• Directions
Quote all of the entries word for word.

Data items:
--*--

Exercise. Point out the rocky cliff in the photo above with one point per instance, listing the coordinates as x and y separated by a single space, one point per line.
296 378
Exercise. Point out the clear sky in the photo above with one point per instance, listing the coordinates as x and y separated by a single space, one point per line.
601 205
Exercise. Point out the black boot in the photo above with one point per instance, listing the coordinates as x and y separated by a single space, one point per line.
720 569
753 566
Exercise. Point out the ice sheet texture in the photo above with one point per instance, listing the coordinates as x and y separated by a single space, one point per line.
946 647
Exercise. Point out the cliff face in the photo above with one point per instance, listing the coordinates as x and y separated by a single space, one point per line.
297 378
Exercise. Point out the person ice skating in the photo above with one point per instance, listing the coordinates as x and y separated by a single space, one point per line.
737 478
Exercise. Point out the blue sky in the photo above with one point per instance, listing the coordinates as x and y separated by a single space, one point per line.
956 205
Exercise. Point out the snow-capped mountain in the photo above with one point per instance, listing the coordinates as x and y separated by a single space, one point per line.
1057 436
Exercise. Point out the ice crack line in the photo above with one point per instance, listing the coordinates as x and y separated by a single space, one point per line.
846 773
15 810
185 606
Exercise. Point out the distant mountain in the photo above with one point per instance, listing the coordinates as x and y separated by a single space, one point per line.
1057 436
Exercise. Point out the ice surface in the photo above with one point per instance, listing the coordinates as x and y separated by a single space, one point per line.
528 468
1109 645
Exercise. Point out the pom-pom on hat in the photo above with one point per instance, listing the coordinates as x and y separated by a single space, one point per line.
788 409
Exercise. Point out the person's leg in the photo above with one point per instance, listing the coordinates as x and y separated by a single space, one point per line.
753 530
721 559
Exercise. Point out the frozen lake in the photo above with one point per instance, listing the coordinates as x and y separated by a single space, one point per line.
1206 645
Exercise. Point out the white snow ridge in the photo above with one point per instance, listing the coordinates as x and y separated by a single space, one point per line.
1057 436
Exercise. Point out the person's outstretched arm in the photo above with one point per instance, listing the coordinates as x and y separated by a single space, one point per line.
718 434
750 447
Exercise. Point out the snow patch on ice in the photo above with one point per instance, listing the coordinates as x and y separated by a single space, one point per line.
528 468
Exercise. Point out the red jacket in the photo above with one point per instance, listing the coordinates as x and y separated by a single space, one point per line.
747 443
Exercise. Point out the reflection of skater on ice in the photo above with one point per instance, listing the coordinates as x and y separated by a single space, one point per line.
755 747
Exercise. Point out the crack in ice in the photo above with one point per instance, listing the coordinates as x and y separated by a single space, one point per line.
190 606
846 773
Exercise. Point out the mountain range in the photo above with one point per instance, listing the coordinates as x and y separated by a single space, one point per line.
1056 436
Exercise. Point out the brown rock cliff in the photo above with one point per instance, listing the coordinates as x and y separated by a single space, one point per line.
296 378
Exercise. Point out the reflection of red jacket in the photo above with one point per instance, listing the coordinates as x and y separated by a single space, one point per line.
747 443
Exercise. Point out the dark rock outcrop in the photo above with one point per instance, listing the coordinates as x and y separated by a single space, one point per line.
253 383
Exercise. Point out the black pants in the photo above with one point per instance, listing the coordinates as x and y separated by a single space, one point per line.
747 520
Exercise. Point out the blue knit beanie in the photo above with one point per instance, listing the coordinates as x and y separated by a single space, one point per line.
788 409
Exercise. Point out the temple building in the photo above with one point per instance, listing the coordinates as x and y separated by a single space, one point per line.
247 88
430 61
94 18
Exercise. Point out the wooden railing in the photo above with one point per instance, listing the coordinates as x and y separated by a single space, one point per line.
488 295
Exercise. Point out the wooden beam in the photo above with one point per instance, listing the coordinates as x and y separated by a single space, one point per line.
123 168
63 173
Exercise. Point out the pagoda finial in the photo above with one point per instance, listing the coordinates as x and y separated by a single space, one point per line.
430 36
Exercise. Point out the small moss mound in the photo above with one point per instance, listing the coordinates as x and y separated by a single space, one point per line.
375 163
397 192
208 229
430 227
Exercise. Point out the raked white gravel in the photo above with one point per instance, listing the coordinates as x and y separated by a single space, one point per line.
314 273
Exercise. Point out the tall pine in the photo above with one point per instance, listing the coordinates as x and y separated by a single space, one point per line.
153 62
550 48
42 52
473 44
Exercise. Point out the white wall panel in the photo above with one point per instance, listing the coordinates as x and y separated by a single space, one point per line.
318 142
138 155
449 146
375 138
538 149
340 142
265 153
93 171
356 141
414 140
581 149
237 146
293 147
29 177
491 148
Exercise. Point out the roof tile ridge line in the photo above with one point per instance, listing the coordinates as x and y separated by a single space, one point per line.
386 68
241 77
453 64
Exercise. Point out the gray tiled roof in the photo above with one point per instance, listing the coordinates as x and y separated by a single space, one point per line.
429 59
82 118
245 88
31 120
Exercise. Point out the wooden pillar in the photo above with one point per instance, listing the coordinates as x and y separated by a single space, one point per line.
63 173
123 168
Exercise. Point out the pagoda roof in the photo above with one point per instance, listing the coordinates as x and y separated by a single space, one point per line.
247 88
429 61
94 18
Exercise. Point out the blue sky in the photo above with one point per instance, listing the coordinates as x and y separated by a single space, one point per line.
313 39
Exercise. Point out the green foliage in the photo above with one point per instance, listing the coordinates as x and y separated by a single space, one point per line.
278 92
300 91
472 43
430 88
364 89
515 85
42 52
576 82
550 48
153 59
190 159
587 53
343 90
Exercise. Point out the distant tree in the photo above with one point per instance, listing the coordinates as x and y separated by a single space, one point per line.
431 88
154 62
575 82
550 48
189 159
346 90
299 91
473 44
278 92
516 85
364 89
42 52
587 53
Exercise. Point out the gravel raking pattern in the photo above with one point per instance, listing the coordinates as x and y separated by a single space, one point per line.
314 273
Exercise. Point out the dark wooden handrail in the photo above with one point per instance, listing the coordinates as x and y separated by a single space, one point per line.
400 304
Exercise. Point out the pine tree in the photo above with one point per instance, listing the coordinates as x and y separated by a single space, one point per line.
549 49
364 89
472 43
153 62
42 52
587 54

--*--

• Output for this task
Exercise. Point out the rocky cliff in the photo above with one point per instance, listing the coordinates as x and y separated by a single space, one point per line.
296 378
Exercise. Point out the clear sky in the photo above with one point per instance, listing the coordinates as x and y separated by a single space, one point per line.
601 205
Exercise. Point out the black boot in the photo above with one point per instance, listing the coordinates as x and y separated by a single space, one point per line.
720 569
753 566
Exercise. Point out the ice sheet texture in the photo above with one point per instance, listing the coordinates as x and y separated by a single space, one point per line.
946 647
Exercise. Point out the cliff face in the photo above with one point per instance, listing the coordinates as x and y separated by a single space, one point per line.
297 378
Exercise. Point out the person ice skating in the photo above with one point per instance, listing the coordinates as x and y separated by a single space, one point per line.
737 478
Exercise. Point out the blue sky in the photo above with one point per instance, listing the coordinates as x and y separated by a single space, one point per line.
956 205
Exercise. Point out the snow-capped mountain in the photo above with one point per instance, listing the coordinates as x and y separated by a single space, one point per line.
1057 436
Exercise. Point out the ice crack line in the photo above with one point per instance, listing the coordinates as x and y separated by a single space, one point per line.
846 773
15 810
185 606
Exercise. Point out the distant mountain in the photo above with one point per instance, listing the coordinates as x and y separated by a single space, one point per line.
1057 436
Exercise. Point out the ice surface in the photo above with one point per instance, listing the coordinates as x and y separated by a single space, one point per line.
528 468
1109 645
Exercise. Point out the pom-pom on hat in the photo above with one point per instance, listing the coordinates as x and y separated by a single space, one point per line.
788 409
Exercise. Point out the person's leg in the photo above with one point per instance, listing the coordinates as x and y separated by a single space, one point per line.
753 530
721 559
Exercise. Point out the frozen lake in the photo above with one point per instance, listing the coordinates as x and y separated by a single space, one point per line.
1206 645
Exercise. Point out the white snow ridge in the photo above with one point per instance, listing the coordinates as x and y separated by a single space, one point per line.
1057 436
Exercise. Point out the person's outstretched arm in the photo above with one point per instance, listing the coordinates as x and y separated by a single space, one point per line.
718 434
750 447
Exercise. Point out the snow patch on ice in the photo above with one point per instance, listing the coordinates as x and y separated by a single space, one point per line.
528 468
Exercise. Point out the red jacket in the photo above with one point per instance, listing the coordinates as x and y separated by a single space, one point per line.
747 443
Exercise. Point out the reflection of skater on ice in the photo above with one point per instance, listing the coordinates as x and y separated by a single space, one point per line.
755 747
Exercise. Point out the crack in ice in the photo above with one point per instance, listing the coordinates as x and y separated by a single space, one point per line.
190 606
846 773
Exercise. Point out the mountain range in the photo above with one point per instance, listing the coordinates as x and y separated by a single space, one point per line.
1056 436
Exercise. Point out the brown rock cliff in the photo above with one point per instance, listing the coordinates as x and y separated by a single space, one point per line.
296 378
Exercise. Point out the reflection of red jacket in the photo above with one point per instance, listing the coordinates as x and y separated by a single space, one point per line.
747 443
Exercise. Point out the dark rock outcrop in the photo above with one point per instance, listing the coordinates as x and y separated by a single space, one point per line.
253 383
Exercise. Point out the black pants in the photo above with one point per instance, listing the coordinates as x and y separated by a single space, one point per line.
747 520
Exercise. Point out the blue knit beanie in the photo above with one point per instance, listing the coordinates as x and y separated by a single space, one point per line.
788 409
Exercise. Point out the temple building in the photo above with one point per instance, listing the coordinates as x and y separated by a single space, one point per line.
247 88
430 61
94 18
Exercise. Point out the wooden railing in the photo above with one point per instance, listing the coordinates as x and y separated by a single space, one point per line.
488 295
Exercise. Point out the wooden beam in the photo above with one point per instance, listing the coordinates as x and y separated by a single space, one point per line.
123 168
63 173
Exercise. Point out the pagoda finial in the photo above with one point per instance, listing the coordinates as x and y separated by a single space, one point per line.
430 36
Exercise. Point out the small moss mound in the photo above with one point per instance, listing the coordinates as x and y separated by a single space, one point per line.
375 163
397 192
208 229
430 227
Exercise. Point out the raked white gravel in the photo above with one point per instance, listing the coordinates as x and y separated by a single space, one point per line.
314 273
Exercise. Point out the tall pine in the photo above with one point per instance, listing the coordinates as x and y separated by a single space, one point per line.
153 62
550 48
42 52
473 44
Exercise. Point out the white wall panel in the photo above with one point per instance, listing the coordinates as x and y separated by a single space, one point per line.
318 142
138 155
449 146
375 138
538 149
340 142
265 153
93 171
356 141
414 140
581 149
237 146
293 147
29 177
491 148
Exercise. Point out the roof tile ridge line in the photo above with one point per instance, listing the coordinates as x and y separated by a single space, one point per line.
386 68
241 77
453 64
Exercise. Point out the gray tiled roof in the photo above with one point per instance, listing the coordinates as x and y separated by a single space, one point per line.
429 59
82 118
245 88
31 120
Exercise. Point out the wooden pillar in the photo above with one point per instance, listing the coordinates as x and y separated by a single space, one point per line.
63 173
123 168
Exercise. Point out the pagoda roof in the photo above with one point per instance, listing the coordinates as x and y separated by a single space, one point per line.
247 88
429 61
94 18
Exercise. Point out the blue sky in the photo above with one point per instance, listing the coordinates as x and y separated by a single space, one point per line.
313 39
Exercise. Point out the green foliage in the photo above with one point per instance, listing the coordinates as x and y separated by a single space, one point per line.
278 92
300 91
472 43
430 88
364 89
515 85
42 52
576 82
550 48
153 59
190 159
587 53
343 90
Exercise. Point out the distant tree in the photo above with one point per instance, listing the coordinates as x and y separated by a single space, one point per line.
431 88
154 62
575 82
550 48
189 159
346 90
299 91
473 44
278 92
516 85
364 89
42 52
587 53
Exercise. Point out the gravel raking pattern in the photo above with one point per instance, listing the coordinates as x and y separated by a single space, one point per line.
314 273
Exercise. Point out the dark wooden handrail in the photo above with one point per instance, listing the coordinates as x and y separated by a single space, one point per line.
400 304
Exercise. Point out the pine tree in the photo above with one point per instance, listing the coordinates as x and y separated by a single space, one point per line.
549 49
364 89
472 43
153 62
42 52
587 54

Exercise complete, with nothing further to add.